The request
Continue the lesson on multi-head attention below, starting after its last sentence.

::: Source extract

← Self-Attention from Scratch Positional Encoding — Sinusoidal, RoPE, ALiBi →

Multi-Head Attention

> One attention head learns one relation at a time. Eight heads learn eight. Heads are free. Take more of them.

Type: Build

Languages: Python

Prerequisites: Phase 7 · 02 (Self-Attention from Scratch)

Time: ~75 minutes

The Problem

A single self-attention head computes one attention matrix. That matrix captures one kind of relationship — usually the one that minimizes loss on whatever the training signal is. If your data has subject-verb agreement, co-reference, long-range discourse, and syntactic chunking all tangled together, a single head smears them into a single soft-max distribution and loses half the signal.

The fix from the 2017 Vaswani paper: run several attention functions in parallel, each with its own Q, K, V projections, and concatenate the outputs. Each head operates in a smaller subspace of dimension d_model / n_heads. Total parameters stay the same. Expressive power goes up.

Multi-head attention is the default every transformer in 2026 ships with. The only argument is about *how many* heads and whether keys and values share projections (Grouped-Query Attention, Multi-Query Attention, Multi-head Latent Attention).

::::::
::: Dataset excerpts

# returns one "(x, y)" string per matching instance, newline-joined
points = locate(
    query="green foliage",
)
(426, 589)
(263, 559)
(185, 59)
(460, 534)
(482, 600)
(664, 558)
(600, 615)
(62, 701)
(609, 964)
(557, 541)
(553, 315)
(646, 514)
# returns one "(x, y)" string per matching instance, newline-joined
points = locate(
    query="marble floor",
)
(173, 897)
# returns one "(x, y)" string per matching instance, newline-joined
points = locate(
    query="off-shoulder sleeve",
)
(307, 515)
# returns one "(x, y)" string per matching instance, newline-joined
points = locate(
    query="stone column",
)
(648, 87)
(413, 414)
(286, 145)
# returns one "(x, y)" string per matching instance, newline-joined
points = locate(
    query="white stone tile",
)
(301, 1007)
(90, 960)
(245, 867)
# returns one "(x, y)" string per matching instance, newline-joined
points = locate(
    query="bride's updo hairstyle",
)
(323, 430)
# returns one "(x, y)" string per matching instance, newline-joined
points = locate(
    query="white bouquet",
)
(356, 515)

::::::

Task response
The Concept

Multi-head attention splits, attends, concatenates

Split. Take X of shape (N, d_model). Project to Q, K, V each of shape (N, d_model). Reshape to (N, n_heads, d_head) where d_head = d_model / n_heads. Transpose to (n_heads, N, d_head).

Attend in parallel. Run scaled dot-product attention inside each head. Each head produces (N, d_head). The heads operate on different subspaces of the embedding and never talk during the attention computation itself.

Concatenate and project. Stack heads back to (N, d_model) and multiply by a learned output matrix W_o of shape (d_model, d_model). W_o is where heads get to mix.

Why it works. Each head can specialize without competing with the others for representational budget. Probing studies from 2019–2024 show distinct head roles: positional heads, head that attends to the previous token, copy heads, named-entity heads, induction heads (which underlie in-context learning).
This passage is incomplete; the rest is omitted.